Written task: Extract the complete data exactly as given.

Supplied data:
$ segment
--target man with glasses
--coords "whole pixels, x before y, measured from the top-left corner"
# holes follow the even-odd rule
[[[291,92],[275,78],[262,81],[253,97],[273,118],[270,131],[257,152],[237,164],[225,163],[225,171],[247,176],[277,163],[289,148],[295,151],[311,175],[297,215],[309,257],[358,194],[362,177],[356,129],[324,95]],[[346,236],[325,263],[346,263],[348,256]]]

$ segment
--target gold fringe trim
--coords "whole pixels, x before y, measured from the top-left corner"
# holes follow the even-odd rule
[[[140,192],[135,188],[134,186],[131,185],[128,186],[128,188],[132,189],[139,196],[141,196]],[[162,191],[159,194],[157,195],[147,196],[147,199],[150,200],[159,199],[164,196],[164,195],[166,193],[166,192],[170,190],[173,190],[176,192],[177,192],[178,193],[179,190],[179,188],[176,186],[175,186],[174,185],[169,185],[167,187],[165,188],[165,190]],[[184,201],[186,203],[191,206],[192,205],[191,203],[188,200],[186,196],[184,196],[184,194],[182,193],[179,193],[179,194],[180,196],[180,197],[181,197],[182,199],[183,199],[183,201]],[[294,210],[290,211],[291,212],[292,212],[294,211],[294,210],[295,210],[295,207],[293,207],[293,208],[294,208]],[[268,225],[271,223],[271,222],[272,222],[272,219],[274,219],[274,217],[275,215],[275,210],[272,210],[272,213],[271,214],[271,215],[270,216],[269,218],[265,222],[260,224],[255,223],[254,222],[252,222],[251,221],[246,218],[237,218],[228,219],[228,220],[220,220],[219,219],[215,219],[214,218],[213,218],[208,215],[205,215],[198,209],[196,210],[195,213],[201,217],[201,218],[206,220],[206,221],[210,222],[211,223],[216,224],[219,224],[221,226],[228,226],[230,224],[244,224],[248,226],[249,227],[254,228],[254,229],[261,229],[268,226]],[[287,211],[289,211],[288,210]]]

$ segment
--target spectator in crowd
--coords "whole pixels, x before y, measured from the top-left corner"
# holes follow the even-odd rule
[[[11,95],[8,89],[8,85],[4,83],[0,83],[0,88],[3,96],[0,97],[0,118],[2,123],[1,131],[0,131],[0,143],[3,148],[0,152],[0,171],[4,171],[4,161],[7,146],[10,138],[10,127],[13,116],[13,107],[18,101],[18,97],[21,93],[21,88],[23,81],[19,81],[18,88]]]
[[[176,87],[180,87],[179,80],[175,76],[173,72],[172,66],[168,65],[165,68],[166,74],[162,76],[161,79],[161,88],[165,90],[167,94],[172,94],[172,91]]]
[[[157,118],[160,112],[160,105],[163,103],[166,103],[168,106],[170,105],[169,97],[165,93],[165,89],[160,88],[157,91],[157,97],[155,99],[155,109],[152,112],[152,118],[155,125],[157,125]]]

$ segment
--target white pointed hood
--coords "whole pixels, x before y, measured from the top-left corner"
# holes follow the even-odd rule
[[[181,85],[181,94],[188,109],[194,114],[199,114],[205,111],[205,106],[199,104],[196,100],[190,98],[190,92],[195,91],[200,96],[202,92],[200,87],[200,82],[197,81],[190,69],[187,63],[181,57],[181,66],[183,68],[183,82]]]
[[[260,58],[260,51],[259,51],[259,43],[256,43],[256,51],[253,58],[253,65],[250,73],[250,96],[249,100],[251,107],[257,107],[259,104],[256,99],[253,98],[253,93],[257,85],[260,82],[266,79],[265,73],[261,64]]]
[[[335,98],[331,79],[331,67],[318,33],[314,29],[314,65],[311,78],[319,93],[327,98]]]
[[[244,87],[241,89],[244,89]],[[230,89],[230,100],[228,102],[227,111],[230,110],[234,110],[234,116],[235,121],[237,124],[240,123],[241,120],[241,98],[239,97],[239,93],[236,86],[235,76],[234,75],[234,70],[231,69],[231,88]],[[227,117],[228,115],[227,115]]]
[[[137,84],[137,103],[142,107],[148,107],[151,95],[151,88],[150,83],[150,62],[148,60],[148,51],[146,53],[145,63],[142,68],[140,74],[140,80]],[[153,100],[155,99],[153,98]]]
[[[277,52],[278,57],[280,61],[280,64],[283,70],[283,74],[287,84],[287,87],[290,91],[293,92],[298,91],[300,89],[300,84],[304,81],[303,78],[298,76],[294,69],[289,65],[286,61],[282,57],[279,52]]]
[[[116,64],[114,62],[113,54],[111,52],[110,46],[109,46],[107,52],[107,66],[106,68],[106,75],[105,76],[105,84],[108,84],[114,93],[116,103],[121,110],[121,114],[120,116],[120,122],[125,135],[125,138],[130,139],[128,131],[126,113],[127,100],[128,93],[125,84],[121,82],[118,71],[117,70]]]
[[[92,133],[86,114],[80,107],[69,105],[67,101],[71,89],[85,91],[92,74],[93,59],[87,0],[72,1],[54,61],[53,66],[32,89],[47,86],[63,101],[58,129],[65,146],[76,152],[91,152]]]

Written response:
$ segment
--target man with glasses
--coords "whole pixels, x before y, measured from the top-left corner"
# holes follow the even-odd rule
[[[291,92],[275,78],[262,81],[253,97],[273,118],[270,131],[257,152],[237,164],[225,163],[225,171],[247,176],[277,163],[289,148],[295,151],[311,175],[297,215],[309,257],[358,194],[362,177],[356,129],[324,95]],[[346,236],[325,263],[346,263],[348,256]]]

$ segment
--target gold fringe trim
--coords "whole pixels, x before y, measured from the top-left corner"
# holes follow the even-odd rule
[[[140,192],[135,188],[134,186],[131,185],[128,186],[128,188],[132,189],[139,196],[141,196]],[[162,191],[159,194],[157,195],[147,196],[147,199],[150,200],[159,199],[164,196],[164,195],[166,193],[166,192],[170,190],[173,190],[176,192],[177,192],[178,193],[179,190],[179,188],[176,186],[175,186],[174,185],[169,185],[167,187],[165,188],[165,190]],[[184,201],[186,203],[191,206],[192,205],[191,203],[188,200],[186,196],[184,196],[184,194],[182,193],[179,193],[179,194],[180,196],[180,197],[181,197],[182,199],[183,199],[183,201]],[[294,210],[290,211],[291,212],[292,212],[294,211],[294,210],[295,210],[295,207],[293,207],[293,208],[294,208]],[[268,225],[271,223],[271,222],[272,222],[272,219],[274,219],[274,217],[275,215],[275,210],[272,210],[272,213],[271,214],[271,215],[270,216],[269,218],[265,222],[260,224],[255,223],[254,222],[252,222],[251,221],[246,218],[237,218],[228,219],[228,220],[220,220],[219,219],[215,219],[214,218],[213,218],[208,215],[205,215],[198,209],[196,210],[195,213],[201,217],[201,218],[206,220],[206,221],[210,222],[211,223],[216,224],[219,224],[221,226],[228,226],[230,224],[244,224],[248,226],[249,227],[254,228],[254,229],[261,229],[268,226]],[[287,211],[289,211],[288,210]]]

$ segment
--target spectator in crowd
--coords "whole pixels, x before y, measured from the top-left corner"
# holes follow the even-odd rule
[[[11,95],[8,89],[8,85],[4,83],[0,83],[0,88],[3,96],[0,97],[0,118],[2,123],[1,131],[0,131],[0,143],[3,148],[0,152],[0,171],[4,171],[4,161],[7,146],[10,138],[10,127],[13,116],[13,107],[18,101],[18,97],[21,93],[21,88],[23,81],[19,81],[18,88]]]
[[[176,87],[180,87],[179,80],[175,76],[173,72],[172,66],[168,65],[165,68],[166,74],[162,76],[161,79],[161,88],[165,90],[167,94],[172,94],[172,91]]]
[[[157,118],[160,112],[160,105],[163,103],[166,103],[168,106],[170,105],[169,97],[165,93],[165,89],[160,88],[157,91],[157,97],[155,99],[155,109],[152,112],[152,118],[155,125],[157,125]]]

$ segment
--target white pointed hood
--coords "whole pixels, x before y, measured from the top-left corner"
# holes follow the even-odd rule
[[[181,85],[181,94],[188,109],[194,114],[199,114],[205,111],[205,106],[199,104],[196,100],[190,98],[190,92],[195,91],[200,96],[202,92],[200,87],[200,82],[197,81],[190,69],[187,63],[181,57],[181,66],[183,68],[183,82]]]
[[[260,58],[260,51],[259,51],[259,43],[256,43],[256,51],[253,58],[253,65],[250,73],[250,96],[249,100],[251,107],[257,107],[259,104],[256,99],[253,98],[253,93],[257,85],[260,82],[266,79],[265,73],[261,64]]]
[[[335,98],[331,79],[331,67],[318,33],[314,29],[314,65],[311,78],[319,93],[327,98]]]
[[[244,87],[241,89],[244,89]],[[230,89],[230,100],[228,102],[227,111],[230,110],[234,110],[234,116],[235,121],[237,124],[240,123],[241,120],[241,98],[239,97],[239,93],[236,86],[235,76],[234,75],[234,70],[231,69],[231,88]],[[227,117],[228,115],[227,115]]]
[[[137,84],[137,103],[142,107],[148,107],[151,95],[151,88],[150,83],[150,62],[148,60],[148,51],[146,53],[145,63],[142,68],[140,74],[140,80]],[[153,100],[155,99],[153,98]]]
[[[277,52],[278,57],[280,61],[280,64],[283,70],[283,74],[287,84],[287,87],[290,91],[293,92],[298,91],[300,89],[300,84],[304,81],[303,78],[298,76],[294,69],[289,65],[286,61],[282,57],[279,52]]]
[[[116,64],[114,62],[113,54],[111,52],[110,46],[109,46],[107,52],[107,66],[106,68],[106,75],[105,76],[105,84],[108,84],[114,93],[116,103],[121,110],[121,114],[120,116],[120,122],[125,135],[125,138],[130,139],[128,131],[126,113],[127,100],[128,93],[125,84],[121,82],[118,71],[117,70]]]
[[[92,133],[86,114],[80,107],[69,105],[67,101],[71,89],[85,91],[92,74],[93,59],[87,0],[72,1],[54,61],[53,66],[32,89],[47,86],[63,101],[58,129],[65,146],[76,152],[91,152]]]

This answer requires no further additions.